PAGE EXTRACT.
◆ ◆ ◆ ◆ ◆ ◆ ◆

NEWS

Regular Cannabis Uses Are Changing Their Consumption Habits Because of COVID-19


Citizens all over the globe are changing everything about their daily lives to try and stop the continued spread of coronavirus. And while people from New York to San Francisco put on masks, avoid public transportation, and isolate themselves from friends and family, cannabis users are no different. There have been plenty of PSAs and official recommendations warning smokers against sharing joints and making frequent dispensary visits, but are marijuana users listening to officials’ advice… or blazing through quarantine unphased? 

In a new survey from AmericanMarijuana.org, researchers sought to find out just how much cannabis users have changed their consumption habits in the face of COVID-19. The study tallied responses from more than 1,000 self-identified marijuana users, and asked questions about social smoking tendencies, changes in consumption volume, and potential concerns about health complications.

On a whole, most cannabis users have started keeping their joints, blunts, vape pens, and bongs to themselves. 71 percent of respondents said that they have stopped their traditional puff, puff, pass routine as a direct response to the highly contagious virus. Still, nearly 30% of regular smokers said that they are still sharing mouthpieces (and, thus, saliva) with their smoking buddies.

◆ ◆ ◆ ◆ ◆ ◆ ◆

DATA PROVIDED.
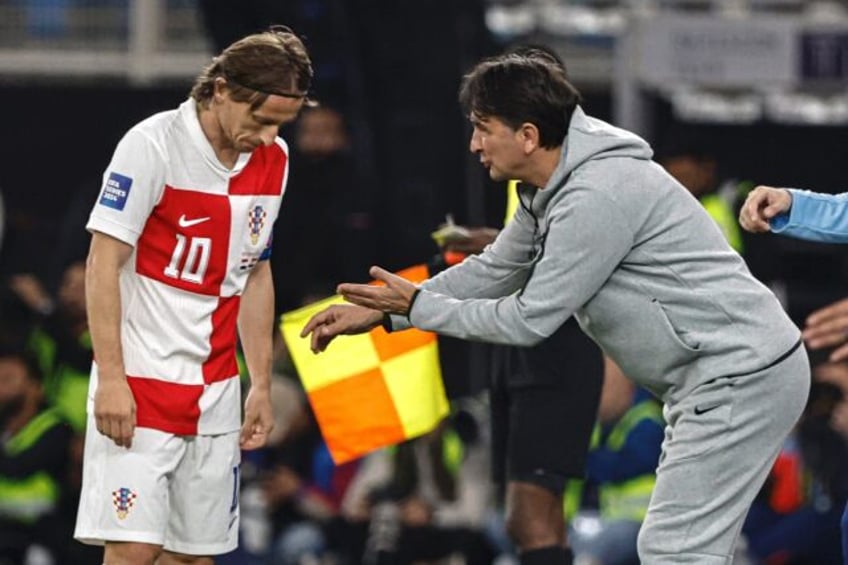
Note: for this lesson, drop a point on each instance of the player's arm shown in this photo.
(256, 327)
(114, 406)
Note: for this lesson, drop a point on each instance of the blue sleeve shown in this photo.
(815, 217)
(639, 455)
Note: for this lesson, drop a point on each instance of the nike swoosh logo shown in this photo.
(185, 223)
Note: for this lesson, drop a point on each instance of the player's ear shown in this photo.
(529, 137)
(219, 89)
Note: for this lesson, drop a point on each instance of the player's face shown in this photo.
(498, 146)
(245, 129)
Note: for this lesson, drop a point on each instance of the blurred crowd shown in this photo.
(385, 104)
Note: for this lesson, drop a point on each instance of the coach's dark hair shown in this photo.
(518, 88)
(256, 66)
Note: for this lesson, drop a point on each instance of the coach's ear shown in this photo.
(528, 135)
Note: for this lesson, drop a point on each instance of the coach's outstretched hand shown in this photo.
(371, 302)
(394, 298)
(338, 320)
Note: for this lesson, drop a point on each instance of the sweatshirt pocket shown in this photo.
(682, 339)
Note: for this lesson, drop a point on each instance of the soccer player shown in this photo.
(178, 266)
(607, 235)
(814, 217)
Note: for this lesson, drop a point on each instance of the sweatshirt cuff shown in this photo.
(396, 322)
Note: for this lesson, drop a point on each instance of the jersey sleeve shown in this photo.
(132, 185)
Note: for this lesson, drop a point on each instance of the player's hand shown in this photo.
(339, 319)
(763, 204)
(114, 410)
(258, 419)
(393, 298)
(828, 327)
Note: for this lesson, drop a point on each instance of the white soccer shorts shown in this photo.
(180, 492)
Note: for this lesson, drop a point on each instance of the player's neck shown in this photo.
(224, 150)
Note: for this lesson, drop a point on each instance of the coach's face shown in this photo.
(501, 149)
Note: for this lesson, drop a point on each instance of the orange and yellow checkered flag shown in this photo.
(371, 390)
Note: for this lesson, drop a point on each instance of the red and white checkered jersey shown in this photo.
(197, 229)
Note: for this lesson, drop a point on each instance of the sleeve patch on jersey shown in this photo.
(116, 191)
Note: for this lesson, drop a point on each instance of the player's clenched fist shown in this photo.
(763, 204)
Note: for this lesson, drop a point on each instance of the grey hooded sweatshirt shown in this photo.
(615, 241)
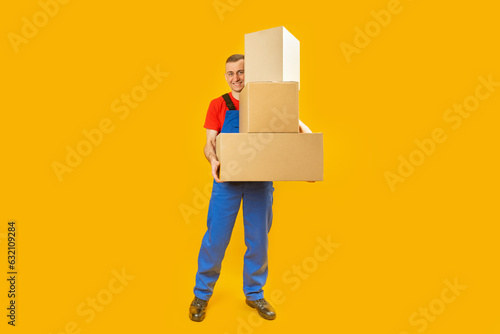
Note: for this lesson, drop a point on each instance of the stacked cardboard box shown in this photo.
(269, 146)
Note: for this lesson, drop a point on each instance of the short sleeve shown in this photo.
(212, 120)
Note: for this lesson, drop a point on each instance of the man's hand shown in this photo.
(210, 153)
(215, 168)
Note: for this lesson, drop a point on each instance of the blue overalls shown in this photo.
(223, 209)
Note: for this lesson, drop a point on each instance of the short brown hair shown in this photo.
(234, 58)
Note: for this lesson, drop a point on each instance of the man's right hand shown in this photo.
(215, 168)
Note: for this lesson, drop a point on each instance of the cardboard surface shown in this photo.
(269, 107)
(270, 156)
(272, 55)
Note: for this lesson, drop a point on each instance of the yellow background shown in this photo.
(121, 207)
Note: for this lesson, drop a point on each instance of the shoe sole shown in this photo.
(263, 315)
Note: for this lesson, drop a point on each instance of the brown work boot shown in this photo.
(197, 309)
(265, 310)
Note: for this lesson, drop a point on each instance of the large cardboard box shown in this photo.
(269, 107)
(272, 55)
(270, 156)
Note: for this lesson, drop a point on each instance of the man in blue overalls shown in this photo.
(223, 117)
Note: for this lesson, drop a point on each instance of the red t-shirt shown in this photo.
(217, 112)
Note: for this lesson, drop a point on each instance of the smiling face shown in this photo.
(235, 75)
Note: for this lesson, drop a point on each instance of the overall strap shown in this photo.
(229, 103)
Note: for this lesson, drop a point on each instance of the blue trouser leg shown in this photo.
(257, 216)
(223, 209)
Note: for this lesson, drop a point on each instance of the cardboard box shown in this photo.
(272, 55)
(270, 156)
(269, 107)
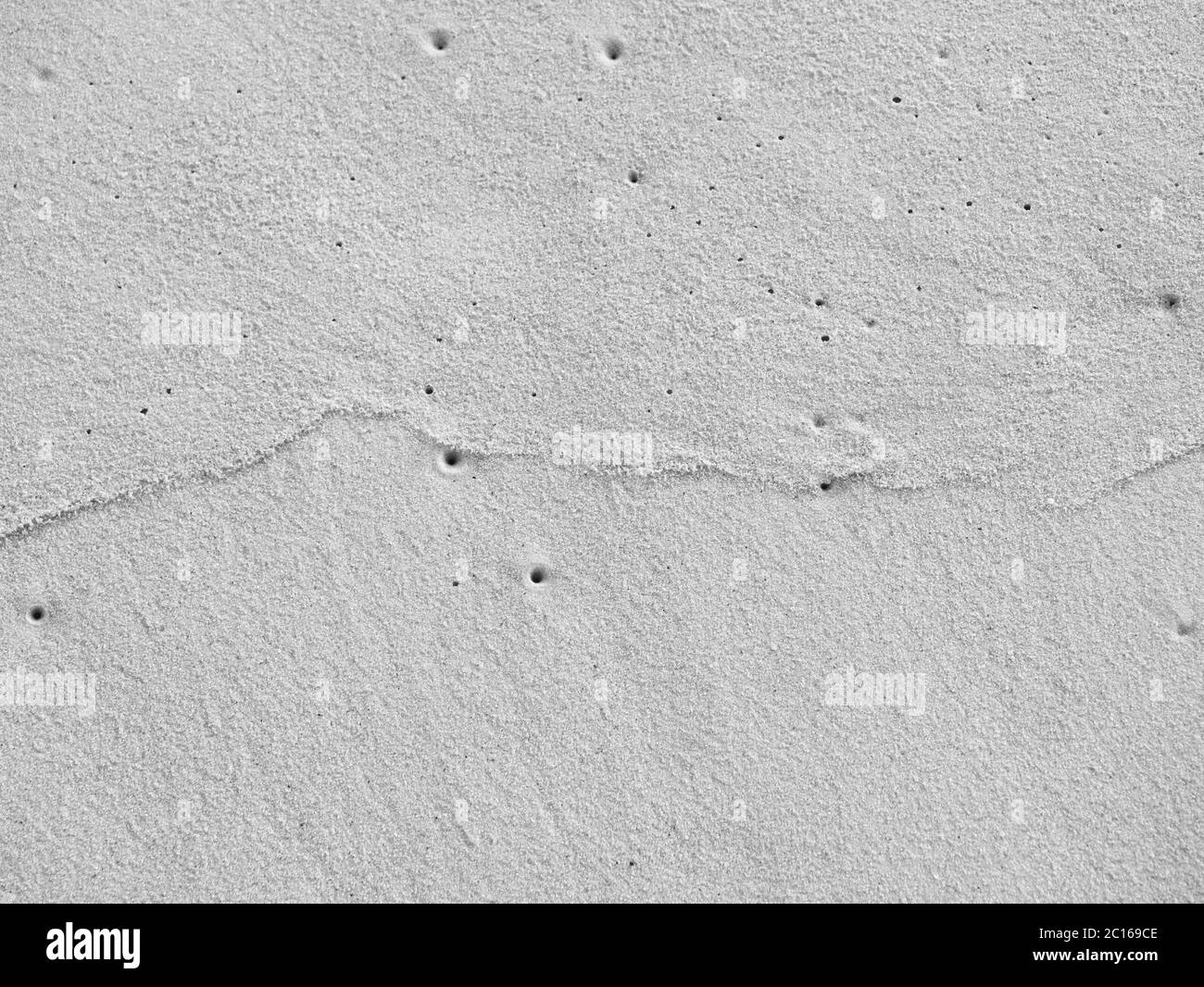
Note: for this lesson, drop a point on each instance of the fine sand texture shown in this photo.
(610, 452)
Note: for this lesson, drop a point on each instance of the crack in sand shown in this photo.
(689, 465)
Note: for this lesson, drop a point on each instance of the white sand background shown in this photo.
(323, 672)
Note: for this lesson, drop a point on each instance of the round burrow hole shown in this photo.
(450, 460)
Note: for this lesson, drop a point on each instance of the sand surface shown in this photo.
(594, 456)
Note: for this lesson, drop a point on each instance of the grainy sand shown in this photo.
(608, 472)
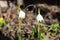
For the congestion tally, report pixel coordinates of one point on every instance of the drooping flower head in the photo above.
(1, 19)
(39, 17)
(21, 14)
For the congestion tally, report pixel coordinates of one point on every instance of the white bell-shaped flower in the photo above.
(39, 18)
(21, 14)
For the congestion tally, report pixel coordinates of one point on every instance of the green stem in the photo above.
(39, 33)
(38, 11)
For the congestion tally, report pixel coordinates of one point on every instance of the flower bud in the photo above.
(39, 18)
(21, 14)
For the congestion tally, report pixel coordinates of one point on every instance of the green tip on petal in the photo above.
(38, 11)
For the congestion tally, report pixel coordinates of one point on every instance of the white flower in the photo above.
(39, 18)
(21, 14)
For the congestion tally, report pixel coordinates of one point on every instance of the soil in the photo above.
(50, 13)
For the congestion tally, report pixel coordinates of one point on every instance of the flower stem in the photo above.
(39, 33)
(38, 11)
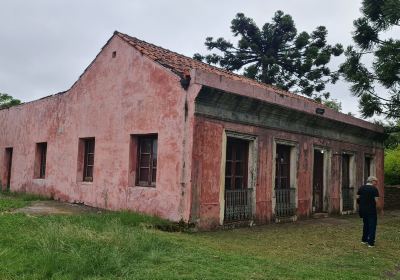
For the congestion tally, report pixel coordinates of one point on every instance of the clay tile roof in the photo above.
(182, 65)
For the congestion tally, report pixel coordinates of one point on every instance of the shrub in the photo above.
(392, 166)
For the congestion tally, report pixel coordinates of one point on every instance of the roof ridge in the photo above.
(133, 41)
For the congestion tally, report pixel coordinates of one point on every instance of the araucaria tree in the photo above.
(277, 54)
(7, 101)
(376, 84)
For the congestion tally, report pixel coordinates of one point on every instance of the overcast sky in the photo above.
(46, 44)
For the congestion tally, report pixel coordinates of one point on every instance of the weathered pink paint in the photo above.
(114, 98)
(132, 94)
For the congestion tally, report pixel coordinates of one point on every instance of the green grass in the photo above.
(126, 246)
(10, 201)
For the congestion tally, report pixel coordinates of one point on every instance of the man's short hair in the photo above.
(371, 179)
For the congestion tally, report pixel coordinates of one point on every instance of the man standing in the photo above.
(367, 196)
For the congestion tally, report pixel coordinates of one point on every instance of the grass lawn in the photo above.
(125, 246)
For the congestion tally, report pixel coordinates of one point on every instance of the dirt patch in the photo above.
(51, 207)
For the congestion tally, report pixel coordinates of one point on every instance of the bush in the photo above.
(392, 166)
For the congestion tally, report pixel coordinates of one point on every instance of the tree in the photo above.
(378, 17)
(7, 101)
(333, 104)
(276, 54)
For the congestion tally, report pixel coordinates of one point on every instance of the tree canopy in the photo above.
(378, 17)
(277, 54)
(7, 101)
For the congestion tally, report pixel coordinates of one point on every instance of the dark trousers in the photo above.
(369, 229)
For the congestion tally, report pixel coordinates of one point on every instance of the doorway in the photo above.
(238, 195)
(9, 152)
(318, 182)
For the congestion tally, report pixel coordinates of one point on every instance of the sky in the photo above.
(45, 45)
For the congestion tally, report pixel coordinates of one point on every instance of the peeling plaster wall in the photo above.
(113, 99)
(206, 164)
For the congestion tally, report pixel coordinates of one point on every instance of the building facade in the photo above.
(149, 130)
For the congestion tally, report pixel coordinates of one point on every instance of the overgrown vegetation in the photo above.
(371, 40)
(392, 166)
(10, 201)
(127, 246)
(277, 54)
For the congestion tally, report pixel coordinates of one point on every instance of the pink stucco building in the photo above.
(149, 130)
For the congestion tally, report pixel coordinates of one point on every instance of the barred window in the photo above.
(147, 160)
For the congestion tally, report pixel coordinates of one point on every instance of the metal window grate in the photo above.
(285, 202)
(238, 205)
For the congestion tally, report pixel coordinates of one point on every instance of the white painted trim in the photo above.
(294, 158)
(327, 159)
(352, 180)
(251, 165)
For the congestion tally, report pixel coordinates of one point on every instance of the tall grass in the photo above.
(128, 246)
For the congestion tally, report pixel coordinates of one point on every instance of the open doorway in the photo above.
(318, 181)
(8, 165)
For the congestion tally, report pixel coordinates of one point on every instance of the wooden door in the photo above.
(237, 152)
(318, 181)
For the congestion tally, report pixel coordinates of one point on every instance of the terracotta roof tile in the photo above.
(181, 65)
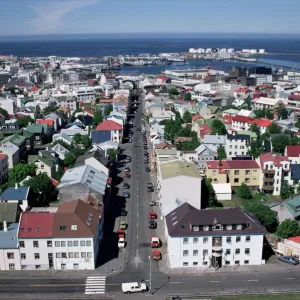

◆ ◆ ◆ ◆ ◆ ◆ ◆

PROBLEM 1. Translate this sentence from the cannabis survey article into Spanish: "On a whole, most cannabis users have started keeping their joints, blunts, vape pens, and bongs to themselves."
PROBLEM 2. Pick up the cannabis survey article after its last sentence and write the next few paragraphs.
The entries have nothing to do with the work that follows.

EXERCISE RESULT 1. En general, la mayoría de los consumidores de cannabis han empezado a guardarse para sí mismos sus porros, blunts, vapeadores y pipas de agua.

EXERCISE RESULT 2.
When it came to the quantity of marijuana consumed since the crisis started, it was hard to find a distinct pattern. Nearly 40 percent of respondents said that they had been consuming the same amount of weed as normal, while 29 percent said that they were smoking more, 26 percent said they were smoking less, and almost 6 percent said that they had quit using cannabis altogether.

And while a number of reports have directed cannabis consumers to cut down on inhalation and switch to edibles or risk a higher chance of catching the virus, 70 percent of survey respondents said that they have not changed their product preferences. A majority of respondents said that they do not believe smoking weed will make them more susceptible to contracting coronavirus, as well.

As of now, cannabis supplies in both the legal and illicit weed markets have remained relatively stable. Still, it is not yet clear if consumption tendencies have changed more significantly in states where dispensaries have been ordered to close, or where marijuana is harder to obtain.